**DIRECTIVE:**
Render the records below as a two-column CSV with the header note,points and one row for each teacher note. Put the note's text in the first field and all of its point(x, y) calls in the second, quoting each field and replacing line breaks with spaces. Leave the pictures out.

[Data records]
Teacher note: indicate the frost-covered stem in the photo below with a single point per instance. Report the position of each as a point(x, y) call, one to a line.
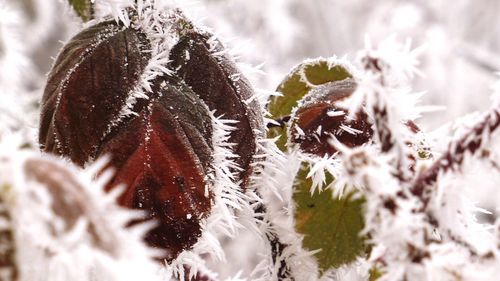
point(382, 123)
point(277, 247)
point(200, 275)
point(451, 160)
point(8, 264)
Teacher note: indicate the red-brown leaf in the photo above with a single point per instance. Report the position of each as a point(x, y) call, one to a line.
point(87, 87)
point(200, 60)
point(163, 155)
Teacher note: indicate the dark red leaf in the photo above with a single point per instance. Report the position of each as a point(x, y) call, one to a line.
point(315, 121)
point(88, 86)
point(163, 155)
point(200, 60)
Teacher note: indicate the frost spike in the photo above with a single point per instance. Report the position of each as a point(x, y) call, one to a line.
point(87, 87)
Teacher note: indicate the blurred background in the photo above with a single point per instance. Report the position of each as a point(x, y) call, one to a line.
point(459, 62)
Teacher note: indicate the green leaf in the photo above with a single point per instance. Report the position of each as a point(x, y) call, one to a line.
point(296, 85)
point(83, 8)
point(327, 223)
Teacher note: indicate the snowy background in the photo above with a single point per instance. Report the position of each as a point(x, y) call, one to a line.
point(458, 65)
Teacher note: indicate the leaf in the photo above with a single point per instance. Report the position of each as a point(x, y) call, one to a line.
point(8, 262)
point(200, 60)
point(163, 154)
point(296, 85)
point(87, 88)
point(320, 116)
point(83, 8)
point(329, 224)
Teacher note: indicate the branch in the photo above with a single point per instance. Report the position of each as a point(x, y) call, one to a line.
point(451, 160)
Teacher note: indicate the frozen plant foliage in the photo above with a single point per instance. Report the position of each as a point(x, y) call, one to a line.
point(65, 226)
point(346, 185)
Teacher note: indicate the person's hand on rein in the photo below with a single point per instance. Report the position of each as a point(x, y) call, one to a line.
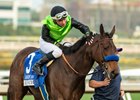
point(89, 38)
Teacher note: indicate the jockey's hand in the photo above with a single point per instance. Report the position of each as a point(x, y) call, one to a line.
point(89, 38)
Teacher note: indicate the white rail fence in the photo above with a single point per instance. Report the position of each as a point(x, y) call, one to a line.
point(127, 86)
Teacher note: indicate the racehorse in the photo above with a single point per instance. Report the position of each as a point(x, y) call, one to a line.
point(66, 77)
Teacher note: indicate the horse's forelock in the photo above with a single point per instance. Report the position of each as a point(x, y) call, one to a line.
point(75, 47)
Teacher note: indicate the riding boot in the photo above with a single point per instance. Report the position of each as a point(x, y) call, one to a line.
point(44, 60)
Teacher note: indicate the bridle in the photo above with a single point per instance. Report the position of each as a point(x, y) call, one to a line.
point(103, 64)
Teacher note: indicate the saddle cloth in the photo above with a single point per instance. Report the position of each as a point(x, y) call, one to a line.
point(30, 77)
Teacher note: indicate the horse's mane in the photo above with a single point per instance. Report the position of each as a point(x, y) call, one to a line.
point(75, 47)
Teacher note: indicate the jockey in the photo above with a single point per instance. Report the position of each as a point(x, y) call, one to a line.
point(55, 27)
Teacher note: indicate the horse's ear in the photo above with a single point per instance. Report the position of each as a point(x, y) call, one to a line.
point(112, 31)
point(101, 29)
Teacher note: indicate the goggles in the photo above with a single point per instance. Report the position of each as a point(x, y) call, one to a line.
point(61, 15)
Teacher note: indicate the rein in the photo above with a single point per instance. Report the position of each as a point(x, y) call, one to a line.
point(65, 59)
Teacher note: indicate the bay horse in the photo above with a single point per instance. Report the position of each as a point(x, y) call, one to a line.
point(66, 77)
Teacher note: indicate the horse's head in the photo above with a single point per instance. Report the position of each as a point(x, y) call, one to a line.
point(103, 48)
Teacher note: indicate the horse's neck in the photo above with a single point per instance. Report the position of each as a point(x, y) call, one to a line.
point(80, 61)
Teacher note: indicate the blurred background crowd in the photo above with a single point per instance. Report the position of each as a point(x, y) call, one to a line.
point(20, 26)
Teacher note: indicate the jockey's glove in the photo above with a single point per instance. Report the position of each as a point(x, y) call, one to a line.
point(89, 38)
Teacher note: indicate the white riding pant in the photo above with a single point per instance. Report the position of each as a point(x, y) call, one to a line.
point(47, 47)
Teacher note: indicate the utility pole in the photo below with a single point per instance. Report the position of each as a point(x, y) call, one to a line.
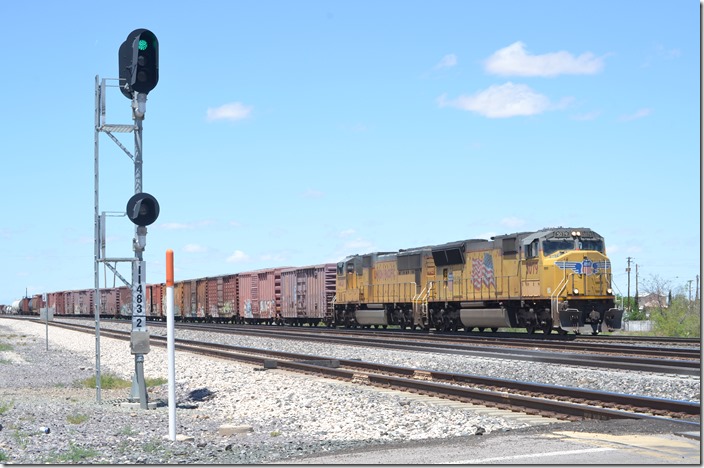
point(635, 300)
point(696, 292)
point(628, 270)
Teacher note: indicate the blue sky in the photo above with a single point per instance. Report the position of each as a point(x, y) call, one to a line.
point(296, 133)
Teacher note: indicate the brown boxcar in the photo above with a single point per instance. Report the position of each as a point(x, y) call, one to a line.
point(56, 300)
point(109, 302)
point(155, 301)
point(307, 294)
point(185, 299)
point(124, 301)
point(260, 295)
point(215, 298)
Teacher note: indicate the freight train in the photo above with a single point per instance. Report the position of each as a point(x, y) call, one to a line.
point(552, 279)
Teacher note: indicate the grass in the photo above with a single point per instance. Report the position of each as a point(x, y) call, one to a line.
point(21, 438)
point(127, 431)
point(5, 407)
point(77, 418)
point(156, 381)
point(107, 381)
point(111, 381)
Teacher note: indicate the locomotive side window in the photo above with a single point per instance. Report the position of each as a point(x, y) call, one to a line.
point(589, 244)
point(555, 245)
point(532, 249)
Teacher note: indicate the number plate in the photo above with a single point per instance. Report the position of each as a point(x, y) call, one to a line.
point(139, 298)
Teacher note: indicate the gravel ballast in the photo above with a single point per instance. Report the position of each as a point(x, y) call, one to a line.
point(282, 415)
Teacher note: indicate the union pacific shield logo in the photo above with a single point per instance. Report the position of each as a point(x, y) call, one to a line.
point(585, 267)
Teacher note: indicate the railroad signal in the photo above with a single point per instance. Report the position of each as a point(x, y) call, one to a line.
point(138, 59)
point(142, 209)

**RESPONSE TO THIS TASK:**
note,points
"Teacher note: indicate the frost-covered stem in the photo below with a single point per instance. Report the position of each as a point(x, y) call, one to a line.","point(382, 123) point(277, 247) point(200, 275) point(451, 160) point(8, 264)"
"Teacher note: indicate the red-brown leaf in the photo above with a single point per instance. Report the position of each as a point(x, y) call, one to a line.","point(87, 87) point(200, 60) point(163, 155)"
"Teacher note: indicate the dark red leaf in the photo above with a single point per instance. Report the position of each as a point(x, y) call, one to a line.","point(315, 121) point(88, 86) point(163, 155) point(200, 60)"
"Teacher note: indicate the frost spike in the photo above with a single point per instance. Report the position of each as a point(x, y) call, one to a line.","point(87, 87)"
"Teacher note: indicate the blurred background in the photo above with a single point per instance. Report the position of each as a point(x, y) call, one to a line.","point(459, 62)"
"Teacher note: indicate the green leaf in the photo above with a single point per instance. Report the position of each as a point(x, y) call, one to a line.","point(296, 85) point(83, 8) point(327, 223)"
"Teacher note: indicate the snowy background in the photo above with a single point per instance. Report the position of each as a point(x, y) call, one to a line.","point(458, 65)"
"Teacher note: indicate the leaf in the photo above with a single point per instance. Report the position of each as a point(x, y) call, one to a line.","point(8, 262) point(200, 60) point(163, 154) point(296, 85) point(87, 88) point(320, 116) point(83, 8) point(329, 224)"
"Teacher note: indicate the branch in the photo above with a single point per instance. Report the position of each as a point(x, y) call, one to a line.","point(451, 160)"
"Teacher note: indicate the frozen plant foliage in the photo above with a single point per instance. Report the position of each as a point(x, y) call, one to a line.","point(65, 226) point(346, 185)"
"Teacher note: indicate the person's hand on rein in the photo below with a single point per instance. Report the position of each as a point(x, y) call, one to a line.","point(89, 38)"
"Teacher note: indicate the jockey's hand in the photo above with a single point per instance. Report the position of each as a point(x, y) call, one to a line.","point(89, 38)"
"Teacher note: indicate the white rail fence in the photo above with a single point per instance. Report the position of each as a point(x, y) call, one to a line.","point(127, 86)"
"Teacher note: indicate the racehorse in the photo above with a single point per instance. Report the position of each as a point(x, y) call, one to a line.","point(66, 77)"
"Teacher note: indicate the horse's forelock in the photo above with a single point per instance. Report the position of each as a point(x, y) call, one to a line.","point(75, 47)"
"Teacher note: indicate the riding boot in the photo above with a single point per instance. Report the position of each as a point(x, y) call, one to a line.","point(44, 60)"
"Teacher note: indicate the bridle in the photo above with a single point per instance. Report the position of each as a point(x, y) call, one to a line.","point(103, 64)"
"Teacher note: indicate the saddle cloth in the photo above with a single point per instance. Report the position of each as a point(x, y) call, one to a line.","point(30, 77)"
"Teacher note: indicate the horse's mane in the photo above with a single point per instance. Report the position of each as a point(x, y) call, one to a line.","point(75, 47)"
"Teacher note: indicate the jockey in the photo above with a single point per instance. Report the position of each as a point(x, y) call, one to a line.","point(55, 27)"
"Teacher note: indicate the horse's ear in the photo above with a single point per instance. Report the position of each as a point(x, y) call, one to a line.","point(112, 31) point(101, 29)"
"Teacher note: indicate the goggles in the photo above with a single point per instance. Report the position of each as a point(x, y) call, one to a line.","point(61, 15)"
"Teacher note: indicate the rein in the photo above with a single point per instance. Report the position of each as a point(x, y) call, one to a line.","point(65, 59)"
"Teacher note: indicate the bay horse in the photo above with a single point per instance. Report the position of each as a point(x, y) call, one to a line.","point(66, 77)"
"Teacher note: indicate the horse's head in the photo above with a single point per instance. Report the position of each as a point(x, y) call, one to a line.","point(103, 48)"
"Teacher note: indicate the horse's neck in the photo above with a single point per instance. Report the position of each as a point(x, y) call, one to a line.","point(80, 61)"
"Teacher note: indicate the blurred background crowd in the photo above with a single point per instance. Report the position of each as a point(x, y) call, one to a line.","point(20, 26)"
"Teacher note: indicate the jockey's glove in the photo above with a single point per instance. Report the position of each as a point(x, y) call, one to a line.","point(89, 38)"
"Teacher note: indicate the white riding pant in the photo above with a single point per instance. Report the position of each as a point(x, y) call, one to a line.","point(47, 47)"
"Teacher note: indicate the utility pole in the photo below with a single point per instance. Report the position of each as a point(x, y) call, one to a line.","point(635, 300) point(696, 292) point(628, 270)"
"Teacher note: indicate the blue sky in the photo above with a single point per instance. Report the position of each as a point(x, y) call, one to a line.","point(296, 133)"
"Teacher note: indicate the brown boxcar in the photo above with a single point per instance. Report the position of each as a point(x, y) call, one to a line.","point(56, 300) point(109, 302) point(155, 301) point(307, 294) point(185, 299) point(124, 301) point(260, 295) point(215, 298)"
"Teacher note: indicate the freight train in the photo above with a single point per instance. Report the position of each as a point(x, y) call, one to a line.","point(552, 279)"
"Teacher note: indicate the grass in the photo above with a single point per instance. Report the position of each as a point(x, y) call, one to a line.","point(21, 438) point(127, 431) point(5, 407) point(77, 418) point(156, 381) point(107, 381) point(111, 381)"
"Teacher note: indicate the locomotive side window in the photo above with a single point per instance. Report the position of each as a point(x, y) call, one to a line.","point(589, 244) point(555, 245) point(532, 249)"
"Teacher note: indicate the number plate in the photo above with a single point per instance. Report the position of each as a point(x, y) call, one to a line.","point(139, 298)"
"Teacher note: indicate the gravel ballast in the photo above with a single point per instance. Report the position of each as a point(x, y) call, one to a line.","point(282, 415)"
"Teacher note: indicate the union pacific shield logo in the photo above with a single point per instance. Report the position of each as a point(x, y) call, one to a line.","point(585, 267)"
"Teacher note: indicate the railroad signal in the photo above with a single point per instance. Report the position of each as a point(x, y) call, one to a line.","point(138, 59) point(142, 209)"